- **Point-based annotation data**
************

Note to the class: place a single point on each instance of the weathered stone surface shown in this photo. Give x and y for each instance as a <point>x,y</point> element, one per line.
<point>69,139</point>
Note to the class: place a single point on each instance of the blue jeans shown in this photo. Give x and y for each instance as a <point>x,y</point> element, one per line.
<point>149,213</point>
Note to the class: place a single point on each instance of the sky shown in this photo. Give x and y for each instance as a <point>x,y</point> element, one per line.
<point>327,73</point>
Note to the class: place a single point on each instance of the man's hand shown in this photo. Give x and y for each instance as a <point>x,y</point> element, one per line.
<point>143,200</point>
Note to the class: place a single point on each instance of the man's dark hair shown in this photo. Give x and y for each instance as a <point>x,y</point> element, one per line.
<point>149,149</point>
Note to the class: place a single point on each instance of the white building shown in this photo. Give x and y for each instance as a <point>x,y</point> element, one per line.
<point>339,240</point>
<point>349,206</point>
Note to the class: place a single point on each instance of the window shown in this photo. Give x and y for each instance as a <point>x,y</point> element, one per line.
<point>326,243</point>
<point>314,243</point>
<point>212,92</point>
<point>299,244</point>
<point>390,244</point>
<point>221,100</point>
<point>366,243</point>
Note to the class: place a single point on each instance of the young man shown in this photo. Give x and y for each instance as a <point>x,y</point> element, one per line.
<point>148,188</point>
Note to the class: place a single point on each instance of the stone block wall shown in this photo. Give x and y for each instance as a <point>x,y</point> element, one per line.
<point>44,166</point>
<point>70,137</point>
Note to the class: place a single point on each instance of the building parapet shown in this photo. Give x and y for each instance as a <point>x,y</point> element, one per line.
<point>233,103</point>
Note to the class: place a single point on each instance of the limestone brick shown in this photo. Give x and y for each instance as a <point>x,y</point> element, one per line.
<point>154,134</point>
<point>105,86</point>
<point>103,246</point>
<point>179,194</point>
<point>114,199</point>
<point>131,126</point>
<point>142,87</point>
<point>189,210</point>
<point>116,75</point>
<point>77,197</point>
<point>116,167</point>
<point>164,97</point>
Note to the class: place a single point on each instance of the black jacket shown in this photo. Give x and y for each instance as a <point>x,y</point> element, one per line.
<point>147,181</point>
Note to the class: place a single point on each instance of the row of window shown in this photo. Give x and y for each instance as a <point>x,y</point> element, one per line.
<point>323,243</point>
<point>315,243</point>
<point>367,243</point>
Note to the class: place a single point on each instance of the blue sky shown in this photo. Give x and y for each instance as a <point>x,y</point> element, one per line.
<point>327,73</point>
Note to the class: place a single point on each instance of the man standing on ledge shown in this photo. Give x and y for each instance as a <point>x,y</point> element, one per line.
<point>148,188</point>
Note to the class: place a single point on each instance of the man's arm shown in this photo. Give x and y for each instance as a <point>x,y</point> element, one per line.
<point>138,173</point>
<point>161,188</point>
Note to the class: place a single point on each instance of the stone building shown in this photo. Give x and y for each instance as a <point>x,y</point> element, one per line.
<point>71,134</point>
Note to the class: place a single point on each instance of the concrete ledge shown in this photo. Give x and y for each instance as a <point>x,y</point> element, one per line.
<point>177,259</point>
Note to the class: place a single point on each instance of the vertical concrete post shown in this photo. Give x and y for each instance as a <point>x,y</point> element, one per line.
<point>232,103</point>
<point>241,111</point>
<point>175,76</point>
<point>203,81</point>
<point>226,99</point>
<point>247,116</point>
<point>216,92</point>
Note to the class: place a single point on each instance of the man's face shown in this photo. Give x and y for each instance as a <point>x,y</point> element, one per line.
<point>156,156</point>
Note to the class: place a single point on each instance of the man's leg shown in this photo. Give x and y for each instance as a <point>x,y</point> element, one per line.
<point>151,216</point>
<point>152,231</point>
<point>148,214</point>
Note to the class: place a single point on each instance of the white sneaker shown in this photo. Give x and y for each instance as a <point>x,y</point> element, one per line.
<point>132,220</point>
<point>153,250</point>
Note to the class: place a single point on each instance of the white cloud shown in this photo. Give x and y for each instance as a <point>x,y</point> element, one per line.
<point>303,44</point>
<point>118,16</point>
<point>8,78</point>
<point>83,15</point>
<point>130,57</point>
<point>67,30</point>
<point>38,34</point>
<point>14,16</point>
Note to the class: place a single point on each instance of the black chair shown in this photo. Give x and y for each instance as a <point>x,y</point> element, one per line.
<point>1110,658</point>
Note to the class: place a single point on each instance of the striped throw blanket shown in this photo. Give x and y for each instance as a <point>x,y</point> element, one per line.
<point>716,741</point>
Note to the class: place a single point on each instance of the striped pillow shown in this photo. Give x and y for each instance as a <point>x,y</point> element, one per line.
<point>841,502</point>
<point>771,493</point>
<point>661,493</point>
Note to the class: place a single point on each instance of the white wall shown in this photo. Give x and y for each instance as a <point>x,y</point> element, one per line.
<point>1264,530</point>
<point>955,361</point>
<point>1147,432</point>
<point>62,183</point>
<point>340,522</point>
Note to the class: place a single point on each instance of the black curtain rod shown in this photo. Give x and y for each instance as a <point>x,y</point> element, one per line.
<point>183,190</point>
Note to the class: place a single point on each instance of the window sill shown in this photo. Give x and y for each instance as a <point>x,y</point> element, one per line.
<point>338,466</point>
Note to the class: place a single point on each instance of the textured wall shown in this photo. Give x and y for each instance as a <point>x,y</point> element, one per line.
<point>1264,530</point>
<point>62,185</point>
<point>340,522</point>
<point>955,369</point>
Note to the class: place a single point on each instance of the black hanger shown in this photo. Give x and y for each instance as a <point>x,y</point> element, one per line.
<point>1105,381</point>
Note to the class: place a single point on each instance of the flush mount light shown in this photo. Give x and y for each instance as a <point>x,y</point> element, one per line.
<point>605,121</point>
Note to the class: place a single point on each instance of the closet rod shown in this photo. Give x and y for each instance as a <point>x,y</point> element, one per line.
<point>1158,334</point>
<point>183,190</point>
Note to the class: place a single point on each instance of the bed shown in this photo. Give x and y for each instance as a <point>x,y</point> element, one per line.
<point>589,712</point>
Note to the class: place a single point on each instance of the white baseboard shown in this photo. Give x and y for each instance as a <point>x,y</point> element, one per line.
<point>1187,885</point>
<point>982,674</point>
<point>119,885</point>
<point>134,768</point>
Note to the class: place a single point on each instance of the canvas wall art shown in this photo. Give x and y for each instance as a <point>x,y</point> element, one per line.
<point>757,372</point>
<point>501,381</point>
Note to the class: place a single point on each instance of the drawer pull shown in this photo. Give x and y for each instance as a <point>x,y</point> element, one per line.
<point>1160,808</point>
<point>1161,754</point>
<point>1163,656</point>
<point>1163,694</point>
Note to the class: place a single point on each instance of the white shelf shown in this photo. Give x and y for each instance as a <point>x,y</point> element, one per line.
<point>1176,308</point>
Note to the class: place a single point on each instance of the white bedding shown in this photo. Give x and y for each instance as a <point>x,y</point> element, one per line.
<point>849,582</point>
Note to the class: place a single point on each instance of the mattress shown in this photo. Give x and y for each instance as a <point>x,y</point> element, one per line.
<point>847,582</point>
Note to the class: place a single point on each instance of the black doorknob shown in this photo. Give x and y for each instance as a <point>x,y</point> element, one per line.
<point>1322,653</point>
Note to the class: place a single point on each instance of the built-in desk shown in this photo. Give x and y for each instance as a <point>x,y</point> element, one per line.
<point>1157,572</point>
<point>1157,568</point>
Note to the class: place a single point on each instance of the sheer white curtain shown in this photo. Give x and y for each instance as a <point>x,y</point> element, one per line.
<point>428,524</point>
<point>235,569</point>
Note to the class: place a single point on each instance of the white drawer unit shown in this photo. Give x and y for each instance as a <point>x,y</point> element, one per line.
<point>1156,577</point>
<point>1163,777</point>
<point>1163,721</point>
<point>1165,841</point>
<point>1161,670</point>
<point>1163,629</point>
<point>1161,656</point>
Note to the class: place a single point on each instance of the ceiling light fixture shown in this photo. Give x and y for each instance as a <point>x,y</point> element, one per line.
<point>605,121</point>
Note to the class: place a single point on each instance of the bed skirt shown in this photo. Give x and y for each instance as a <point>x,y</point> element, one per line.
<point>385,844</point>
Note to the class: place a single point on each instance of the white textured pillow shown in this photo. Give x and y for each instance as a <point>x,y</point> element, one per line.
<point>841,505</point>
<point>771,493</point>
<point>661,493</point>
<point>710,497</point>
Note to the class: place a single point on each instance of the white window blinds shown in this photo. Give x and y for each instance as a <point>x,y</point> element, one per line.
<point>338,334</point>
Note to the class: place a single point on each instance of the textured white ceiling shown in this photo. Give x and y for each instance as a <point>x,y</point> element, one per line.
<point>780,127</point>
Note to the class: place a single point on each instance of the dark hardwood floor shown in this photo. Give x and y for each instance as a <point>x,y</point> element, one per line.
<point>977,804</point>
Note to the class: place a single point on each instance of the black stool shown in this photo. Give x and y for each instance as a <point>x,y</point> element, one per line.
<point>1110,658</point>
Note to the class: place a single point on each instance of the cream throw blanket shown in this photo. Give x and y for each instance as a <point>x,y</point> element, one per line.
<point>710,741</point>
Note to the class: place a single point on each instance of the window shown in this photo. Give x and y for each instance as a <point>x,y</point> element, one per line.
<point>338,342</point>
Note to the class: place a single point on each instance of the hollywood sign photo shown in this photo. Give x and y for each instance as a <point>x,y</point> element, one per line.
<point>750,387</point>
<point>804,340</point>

************

- **Exercise brief**
Rewrite the records from the start through the line with "<point>70,137</point>", replacing "Note to the class" with "Note to the students" and changing nothing else.

- **Answer to this exercise**
Note to the students: place a single point on each instance of the weathered stone surface shown in this photo. Give x and y for each instance as a <point>x,y</point> element, one per line.
<point>69,139</point>
Note to the students: place a single point on each instance of the blue jeans shown in this photo. Give x and y for each instance as a <point>x,y</point> element, one per line.
<point>149,213</point>
Note to the students: place a single point on each instance of the sky shown in this photo. Give x and y for each instance as a <point>x,y</point> element, one per line.
<point>327,73</point>
Note to the students: place a single point on each instance of the man's hand shown in this photo. Give x and y for each instance as a <point>x,y</point> element, one per line.
<point>143,200</point>
Note to the students: place a single point on each instance of the man's dark hair shown in this photo. Give x and y for each instance as a <point>x,y</point> element, one per line.
<point>149,149</point>
Note to the students: place a single point on each instance of the white building shown in this photo. Give x and y for each instance as a <point>x,y</point> element, one per line.
<point>339,240</point>
<point>349,206</point>
Note to the students: place a single point on each instance of the window shown in this photo. Give x and y for each instance as a <point>x,y</point> element, one per line.
<point>326,243</point>
<point>314,243</point>
<point>212,92</point>
<point>299,244</point>
<point>390,244</point>
<point>221,100</point>
<point>366,243</point>
Note to the students: place a single point on each instance of the young man shown in this photo. Give x and y for each instance as a <point>x,y</point> element, one per line.
<point>148,188</point>
Note to the students: place a single point on each instance of the stone block wall shown in this photo. Give x and y for each instance as a <point>x,y</point> element, one per line.
<point>44,166</point>
<point>70,137</point>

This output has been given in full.